EXTRAIT DU DOCUMENT:
Dans ce dossier, la commission d’enquête a réuni différents éléments qui suscitent plusieurs interrogations.

( DES PROJETS INITIAUX AMBITIEUX

La décision d’extension du port de Propriano fut prise par délibération du conseil municipal en date du 28 décembre 1989. L’enquête publique se déroula du 6 avril au 7 mai 1992. Le concours de la direction départementale de l’équipement en qualité de maître d’oeuvre fut accordé par arrêté préfectoral du 3 août 1992.

Il s’agissait de procéder à l’extension de la zone portuaire de plaisance existant dans les limites du port à compétence départementale. Les travaux visaient à réaliser le prolongement de la digue de protection, l’aménagement du plan d’eau150. De même, la construction d’une voie routière était prévue pour permettre l’accès au port de commerce reliant l’entrée de Propriano aux ports de plaisance et de pêche à partir de la R.N 196.

 La partie portuaire de l’opération se présentait comme une opération conçue en deux tranches : une tranche ferme comprenait la digue, l’aire de carénage et la cale de halage, et une tranche conditionnelle comprenant l’aménagement des quais et les appontements.

L’administration (la direction départementale de l’équipement) avait élaboré les estimations suivantes :

==== L’estimation de l’administration

Pour la tranche ferme : 7,140 millions de francs TTC

Pour la tranche conditionnelle : 6,023 millions de francs TTC

TOTAL TTC : 23,164 millions de francs

L’appel à candidatures eut lieu le 8 septembre 1992. 28 entreprises se portèrent candidates ; 7 candidatures furent retenues et 4 " sous condition que ces entreprises s’associent à une entreprise expérimentée en travaux maritimes ". L’ouverture des plis se déroula en juin 1993. 5 entreprises avaient remis des offres, dont une, l’entreprise Bouygues Offshore, avec variantes. Les variantes proposées par cette société portaient essentiellement sur les dimensions et les modes de construction de la digue de protection, prévue en enrochements dans la solution administrative, et proposée sous forme de colonnes ballastées ou pieux par la société.

==== L’entreprise Bouygues était la moins-disante en solution de base avec la remise des prix suivante :

Pour la tranche ferme : 33,790 millions de francs

Pour la tranche conditionnelle : 7,547 millions de francs TTC

TOTAL TTC : 41,337 millions de francs

L’appel d’offres ne fut pas déclaré infructueux et l’entreprise Bouygues fut retenue avec demande d’étude des variantes. L’offre fut finalement acceptée par la commune maître d’ouvrage le 14 décembre 1993, pour la somme de 41,840 millions de francs TTC (avec les variantes décidées).

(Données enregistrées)
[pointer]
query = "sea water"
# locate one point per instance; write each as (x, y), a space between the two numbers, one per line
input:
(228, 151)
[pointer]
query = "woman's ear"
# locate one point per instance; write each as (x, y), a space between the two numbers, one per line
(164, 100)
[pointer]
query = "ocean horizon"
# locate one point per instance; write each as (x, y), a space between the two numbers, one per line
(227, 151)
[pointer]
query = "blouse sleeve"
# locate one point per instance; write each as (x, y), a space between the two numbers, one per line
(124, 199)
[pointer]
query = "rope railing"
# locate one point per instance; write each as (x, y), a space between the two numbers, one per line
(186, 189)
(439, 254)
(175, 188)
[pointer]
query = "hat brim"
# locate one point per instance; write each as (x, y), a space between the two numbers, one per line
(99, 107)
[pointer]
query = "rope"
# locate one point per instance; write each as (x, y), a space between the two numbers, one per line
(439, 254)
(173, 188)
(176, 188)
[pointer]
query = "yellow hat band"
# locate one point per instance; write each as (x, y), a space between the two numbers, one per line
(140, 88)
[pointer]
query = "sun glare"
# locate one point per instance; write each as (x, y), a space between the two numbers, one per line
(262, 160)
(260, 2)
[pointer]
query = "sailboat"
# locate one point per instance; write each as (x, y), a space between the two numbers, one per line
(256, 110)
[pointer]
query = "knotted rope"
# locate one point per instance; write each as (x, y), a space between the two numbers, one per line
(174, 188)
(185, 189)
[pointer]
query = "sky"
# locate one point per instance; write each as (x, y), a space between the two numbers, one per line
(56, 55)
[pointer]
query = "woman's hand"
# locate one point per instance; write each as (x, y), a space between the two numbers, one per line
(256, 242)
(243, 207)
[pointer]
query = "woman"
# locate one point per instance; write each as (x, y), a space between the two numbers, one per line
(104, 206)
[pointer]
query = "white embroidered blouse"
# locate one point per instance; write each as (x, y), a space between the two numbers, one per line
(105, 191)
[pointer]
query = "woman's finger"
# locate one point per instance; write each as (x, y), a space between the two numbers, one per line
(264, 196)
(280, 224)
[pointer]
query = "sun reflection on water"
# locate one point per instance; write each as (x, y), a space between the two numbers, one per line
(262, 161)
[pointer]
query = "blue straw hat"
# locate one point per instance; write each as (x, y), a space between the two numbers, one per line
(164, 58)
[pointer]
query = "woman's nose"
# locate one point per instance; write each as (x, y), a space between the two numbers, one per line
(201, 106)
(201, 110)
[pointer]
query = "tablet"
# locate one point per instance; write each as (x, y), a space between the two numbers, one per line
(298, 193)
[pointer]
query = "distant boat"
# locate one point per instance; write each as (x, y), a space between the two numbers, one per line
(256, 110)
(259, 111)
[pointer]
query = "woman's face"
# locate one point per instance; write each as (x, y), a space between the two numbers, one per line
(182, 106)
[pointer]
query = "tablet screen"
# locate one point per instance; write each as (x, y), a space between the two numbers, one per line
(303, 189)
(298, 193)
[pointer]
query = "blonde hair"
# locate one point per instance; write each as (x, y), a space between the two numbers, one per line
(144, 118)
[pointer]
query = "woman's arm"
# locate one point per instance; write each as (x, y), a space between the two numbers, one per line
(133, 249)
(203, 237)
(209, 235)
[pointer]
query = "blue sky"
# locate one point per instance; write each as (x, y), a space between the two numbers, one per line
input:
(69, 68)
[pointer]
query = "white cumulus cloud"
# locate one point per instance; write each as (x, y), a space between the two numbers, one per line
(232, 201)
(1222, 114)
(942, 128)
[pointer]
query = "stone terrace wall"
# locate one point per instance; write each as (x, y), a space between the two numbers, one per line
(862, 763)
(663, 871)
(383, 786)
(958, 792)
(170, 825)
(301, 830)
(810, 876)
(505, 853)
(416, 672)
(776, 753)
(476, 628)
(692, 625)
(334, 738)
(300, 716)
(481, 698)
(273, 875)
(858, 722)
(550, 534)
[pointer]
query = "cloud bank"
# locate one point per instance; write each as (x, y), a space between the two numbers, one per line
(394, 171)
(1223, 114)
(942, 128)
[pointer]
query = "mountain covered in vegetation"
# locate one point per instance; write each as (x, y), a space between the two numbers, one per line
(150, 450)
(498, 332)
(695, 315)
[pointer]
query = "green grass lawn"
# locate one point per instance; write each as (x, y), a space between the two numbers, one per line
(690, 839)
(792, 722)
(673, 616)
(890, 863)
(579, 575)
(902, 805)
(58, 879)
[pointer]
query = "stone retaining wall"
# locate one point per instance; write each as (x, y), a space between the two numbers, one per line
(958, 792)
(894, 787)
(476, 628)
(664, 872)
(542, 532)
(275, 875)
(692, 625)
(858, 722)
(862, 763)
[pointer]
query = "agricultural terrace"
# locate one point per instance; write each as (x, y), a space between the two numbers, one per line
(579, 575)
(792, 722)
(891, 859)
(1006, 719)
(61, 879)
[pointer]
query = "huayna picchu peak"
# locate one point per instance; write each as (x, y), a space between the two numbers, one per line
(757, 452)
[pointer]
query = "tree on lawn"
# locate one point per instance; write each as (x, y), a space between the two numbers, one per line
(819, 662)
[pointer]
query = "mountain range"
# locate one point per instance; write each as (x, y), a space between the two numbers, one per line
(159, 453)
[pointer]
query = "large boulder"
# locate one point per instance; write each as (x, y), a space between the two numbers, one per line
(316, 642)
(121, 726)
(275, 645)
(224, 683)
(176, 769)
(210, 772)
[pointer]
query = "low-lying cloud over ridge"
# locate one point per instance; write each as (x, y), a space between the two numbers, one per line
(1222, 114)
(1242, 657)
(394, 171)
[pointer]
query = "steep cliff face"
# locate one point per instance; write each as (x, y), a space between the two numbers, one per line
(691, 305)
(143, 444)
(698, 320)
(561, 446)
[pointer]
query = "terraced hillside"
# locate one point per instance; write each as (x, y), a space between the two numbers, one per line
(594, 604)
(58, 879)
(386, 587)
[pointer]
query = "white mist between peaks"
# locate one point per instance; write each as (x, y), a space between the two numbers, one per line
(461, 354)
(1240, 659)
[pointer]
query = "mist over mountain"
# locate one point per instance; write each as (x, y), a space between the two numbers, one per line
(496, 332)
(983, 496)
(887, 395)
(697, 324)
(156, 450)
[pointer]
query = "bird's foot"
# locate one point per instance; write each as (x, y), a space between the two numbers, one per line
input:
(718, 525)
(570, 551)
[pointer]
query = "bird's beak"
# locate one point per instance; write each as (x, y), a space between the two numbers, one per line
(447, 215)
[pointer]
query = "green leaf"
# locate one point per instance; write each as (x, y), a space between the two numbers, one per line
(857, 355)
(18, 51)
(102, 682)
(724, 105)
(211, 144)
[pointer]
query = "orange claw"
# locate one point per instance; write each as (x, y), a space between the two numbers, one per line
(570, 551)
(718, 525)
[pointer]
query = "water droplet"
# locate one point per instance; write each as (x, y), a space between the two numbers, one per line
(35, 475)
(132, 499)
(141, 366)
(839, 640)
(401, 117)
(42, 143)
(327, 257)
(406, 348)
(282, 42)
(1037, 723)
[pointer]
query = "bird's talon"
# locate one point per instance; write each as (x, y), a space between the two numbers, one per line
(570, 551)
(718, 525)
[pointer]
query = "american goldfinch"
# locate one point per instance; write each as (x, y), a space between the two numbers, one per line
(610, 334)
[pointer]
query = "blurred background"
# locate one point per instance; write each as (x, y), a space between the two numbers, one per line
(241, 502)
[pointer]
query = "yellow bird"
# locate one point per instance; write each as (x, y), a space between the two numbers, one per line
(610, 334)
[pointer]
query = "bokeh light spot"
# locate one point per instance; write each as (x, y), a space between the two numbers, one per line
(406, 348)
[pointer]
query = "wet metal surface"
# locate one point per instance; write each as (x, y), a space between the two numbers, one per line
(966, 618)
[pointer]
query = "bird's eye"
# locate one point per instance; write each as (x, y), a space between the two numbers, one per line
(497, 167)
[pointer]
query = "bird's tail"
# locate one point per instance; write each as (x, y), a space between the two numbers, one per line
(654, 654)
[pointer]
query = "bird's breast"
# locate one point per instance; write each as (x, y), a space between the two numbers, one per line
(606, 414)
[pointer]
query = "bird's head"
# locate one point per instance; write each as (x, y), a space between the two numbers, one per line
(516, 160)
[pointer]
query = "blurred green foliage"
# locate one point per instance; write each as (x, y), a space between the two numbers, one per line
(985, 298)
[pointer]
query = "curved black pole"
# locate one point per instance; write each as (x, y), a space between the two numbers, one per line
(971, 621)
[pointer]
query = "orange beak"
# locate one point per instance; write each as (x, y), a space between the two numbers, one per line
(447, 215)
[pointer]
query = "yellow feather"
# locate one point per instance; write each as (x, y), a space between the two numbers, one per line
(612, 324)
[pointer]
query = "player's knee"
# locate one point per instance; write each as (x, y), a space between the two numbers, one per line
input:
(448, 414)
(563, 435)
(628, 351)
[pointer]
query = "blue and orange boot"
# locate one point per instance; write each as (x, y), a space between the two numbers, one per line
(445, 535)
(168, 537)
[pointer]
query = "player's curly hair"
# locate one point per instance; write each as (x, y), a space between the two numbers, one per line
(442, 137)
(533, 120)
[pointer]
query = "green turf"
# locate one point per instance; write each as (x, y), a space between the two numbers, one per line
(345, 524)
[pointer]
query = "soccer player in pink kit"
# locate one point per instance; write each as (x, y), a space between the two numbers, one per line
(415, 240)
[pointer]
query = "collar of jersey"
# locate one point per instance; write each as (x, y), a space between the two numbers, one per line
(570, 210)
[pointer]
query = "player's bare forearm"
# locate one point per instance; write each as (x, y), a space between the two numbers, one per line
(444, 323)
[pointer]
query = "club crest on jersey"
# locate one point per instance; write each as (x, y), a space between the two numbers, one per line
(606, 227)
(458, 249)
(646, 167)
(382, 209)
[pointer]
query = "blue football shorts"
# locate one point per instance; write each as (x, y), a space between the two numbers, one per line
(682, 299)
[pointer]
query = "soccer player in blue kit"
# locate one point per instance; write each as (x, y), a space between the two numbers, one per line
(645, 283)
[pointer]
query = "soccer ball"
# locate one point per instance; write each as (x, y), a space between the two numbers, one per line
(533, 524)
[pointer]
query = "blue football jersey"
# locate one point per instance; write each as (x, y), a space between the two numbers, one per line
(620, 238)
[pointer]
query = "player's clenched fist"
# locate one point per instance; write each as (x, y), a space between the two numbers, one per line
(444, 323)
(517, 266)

TÂCHES À RÉALISER:
• 1. D'après l'extrait sur l'extension du port de Propriano, à quelle date et pour quelle somme la commune a-t-elle accepté l'offre retenue ?
• 2. Rédigez la suite de l'extrait consacré à l'extension du port de Propriano.

RÉPONSES PAR TÂCHE:
• 1. Le 14 décembre 1993, pour la somme de 41,840 millions de francs TTC, variantes comprises.

• 2.
Le 15 décembre 1993, un avenant (N°1) fut passé avec la société Bouygues pour la " construction d’une route de desserte ". Le montant TTC de 4.705.938 francs portait ainsi le marché initial de 41.840.391,76 francs à 46.546.329,76 francs, soit une augmentation de 11 %.

Le 19 avril 1996, un avenant (N°3) vint modifier l’avenant N°1. Il indiqua que les travaux de réalisation de la route du front de mer ne devaient pas être réalisés. Le coût d’ensemble des travaux effectués par Bouygues fut arrêté par la société à la somme de 36.948.697,06 francs. Le décompte général et définitif, établi par la DDE le 26 septembre 1996 et signé par l’entreprise le 9 octobre 1996, arrêta le coût des travaux à la somme de 38.732.000 francs TTC.

Les travaux débutèrent le 18 juillet 1994 pour s’interrompre le 31 mai 1996. Aujourd’hui toutes les infrastructures portuaires ne sont pas achevées, comme la commission d’enquête a pu le constater lors d’un déplacement à Propriano. L’extension du port de plaisance est donc utilisée en l’état.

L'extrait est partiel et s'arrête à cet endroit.